Reading passage:

Content starts

Rent Review

RandyMarsh

Free Member
May 1, 2023
63
1
27
I am nearly halfway through a ten year lease on my shop and it's time for the rent review. The landlord has invited me to a meeting to discuss/negotiate the new rent level and I suspect they will want a substantial rise. The lease says that the new rent should be the maximum amount the premises could earn if they were in good condition etc. If we can't agree then it goes to a rent assessor. When the lease started in October 2020 we were in Covidy times when rents might have been lower but the street we are on was well occupied with fairly upmarket businesses and shops the size of mine were hard to find. Now, many of the shops are empty and the brand name shops (Boots, Wilko) have gone and been replaced by Heron Foods etc. Business rate rebates have reduced so that would put a downward pressure on rent levels I would expect.

Looking at the premises that have come on the market I don't particularly detect much of rise in rental value. However there aren't any similar premises currently available to use for comparison and I don't have a record of the rent levels of recently offered properties.

The landlord has a fairly large portfolio of properties. They have been very good about doing repairs quickly when needed although there are long term issues (drainage and subsidence) that they aren't interested in addressing.

Any advice on how I approach this meeting? I don't have evidence of current rent levels, only subjective opinions but I would like to put the case that the premises aren't worth more than they were 5 years ago. Obviously cost of living inflation has been high over the last few years but that isn't necessarily reflected in commercial rent levels. Does anyone publish an index of commercial rent levels for different regions? Is it worth going for the rent assessment or is that likely to add more cost and come back with a higher figure than I can negotiate?

Thank you for any advice you can offer.
 

Chris Ashdown

Free Member
  • Dec 7, 2003
    13,379
    3,001
    Norfolk
    I am nearly halfway through a ten year lease on my shop and it's time for the rent review. The landlord has invited me to a meeting to discuss/negotiate the new rent level and I suspect they will want a substantial rise. The lease says that the new rent should be the maximum amount the premises could earn if they were in good condition etc. If we can't agree then it goes to a rent assessor. When the lease started in October 2020 we were in Covidy times when rents might have been lower but the street we are on was well occupied with fairly upmarket businesses and shops the size of mine were hard to find. Now, many of the shops are empty and the brand name shops (Boots, Wilko) have gone and been replaced by Heron Foods etc. Business rate rebates have reduced so that would put a downward pressure on rent levels I would expect.

    Looking at the premises that have come on the market I don't particularly detect much of rise in rental value. However there aren't any similar premises currently available to use for comparison and I don't have a record of the rent levels of recently offered properties.

    The landlord has a fairly large portfolio of properties. They have been very good about doing repairs quickly when needed although there are long term issues (drainage and subsidence) that they aren't interested in addressing.

Content ends

Problem A:
In the rent review post, why does the poster expect downward pressure on rent levels? Please answer in one to three sentences.
Problem B:
According to the rent review post, what happens if the landlord and the tenant can't agree on the new rent?
The rows that come next are separate material, unrelated to the rent review post.

Data records:
Content starts

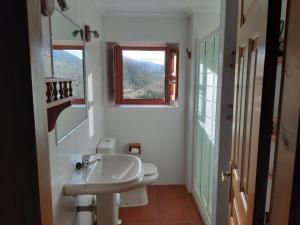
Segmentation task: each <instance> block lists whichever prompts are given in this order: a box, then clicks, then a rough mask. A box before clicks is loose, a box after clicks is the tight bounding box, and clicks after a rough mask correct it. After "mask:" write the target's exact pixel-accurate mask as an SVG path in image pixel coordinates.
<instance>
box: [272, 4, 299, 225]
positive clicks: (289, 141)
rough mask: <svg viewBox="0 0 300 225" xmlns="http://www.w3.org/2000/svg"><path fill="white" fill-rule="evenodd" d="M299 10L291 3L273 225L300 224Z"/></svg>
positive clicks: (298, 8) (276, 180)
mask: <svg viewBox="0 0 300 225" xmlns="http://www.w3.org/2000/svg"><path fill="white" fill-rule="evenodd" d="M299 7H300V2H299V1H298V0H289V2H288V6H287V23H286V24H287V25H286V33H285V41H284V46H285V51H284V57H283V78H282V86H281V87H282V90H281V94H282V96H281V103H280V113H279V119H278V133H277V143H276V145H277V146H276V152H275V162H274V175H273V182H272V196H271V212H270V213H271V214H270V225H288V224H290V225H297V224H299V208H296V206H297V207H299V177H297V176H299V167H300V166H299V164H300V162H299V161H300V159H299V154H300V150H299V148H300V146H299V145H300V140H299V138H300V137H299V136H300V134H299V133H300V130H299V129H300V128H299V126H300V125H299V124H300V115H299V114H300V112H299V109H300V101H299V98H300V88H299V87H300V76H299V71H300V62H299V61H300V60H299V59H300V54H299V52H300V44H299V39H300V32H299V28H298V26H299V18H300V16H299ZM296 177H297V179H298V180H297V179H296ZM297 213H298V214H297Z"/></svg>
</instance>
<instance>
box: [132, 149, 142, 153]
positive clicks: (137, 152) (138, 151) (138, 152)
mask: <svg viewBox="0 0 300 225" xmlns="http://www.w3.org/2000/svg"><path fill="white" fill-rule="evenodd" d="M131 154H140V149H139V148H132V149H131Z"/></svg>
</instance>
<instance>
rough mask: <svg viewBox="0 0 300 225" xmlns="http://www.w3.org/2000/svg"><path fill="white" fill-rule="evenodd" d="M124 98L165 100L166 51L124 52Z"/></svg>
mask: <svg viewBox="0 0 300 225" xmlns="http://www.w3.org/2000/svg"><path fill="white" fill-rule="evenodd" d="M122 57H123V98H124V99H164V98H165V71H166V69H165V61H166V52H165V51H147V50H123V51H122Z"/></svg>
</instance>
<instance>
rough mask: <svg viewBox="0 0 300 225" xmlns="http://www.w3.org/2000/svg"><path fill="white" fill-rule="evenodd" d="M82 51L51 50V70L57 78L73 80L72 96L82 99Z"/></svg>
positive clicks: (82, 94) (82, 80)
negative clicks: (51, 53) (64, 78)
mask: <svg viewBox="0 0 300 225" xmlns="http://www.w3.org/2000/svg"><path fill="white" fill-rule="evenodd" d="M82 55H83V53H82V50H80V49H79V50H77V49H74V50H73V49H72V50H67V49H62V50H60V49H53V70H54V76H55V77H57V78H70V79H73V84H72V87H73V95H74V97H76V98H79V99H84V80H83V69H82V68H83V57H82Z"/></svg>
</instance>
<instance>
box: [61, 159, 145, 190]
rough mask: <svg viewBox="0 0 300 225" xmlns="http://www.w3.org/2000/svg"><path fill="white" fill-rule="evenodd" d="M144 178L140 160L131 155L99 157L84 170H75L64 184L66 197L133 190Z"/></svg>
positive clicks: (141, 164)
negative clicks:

Content ends

Your solution A:
The poster says business rate rebates have been reduced and expects that this would push rent levels down.

Your solution B:
It goes to a rent assessor.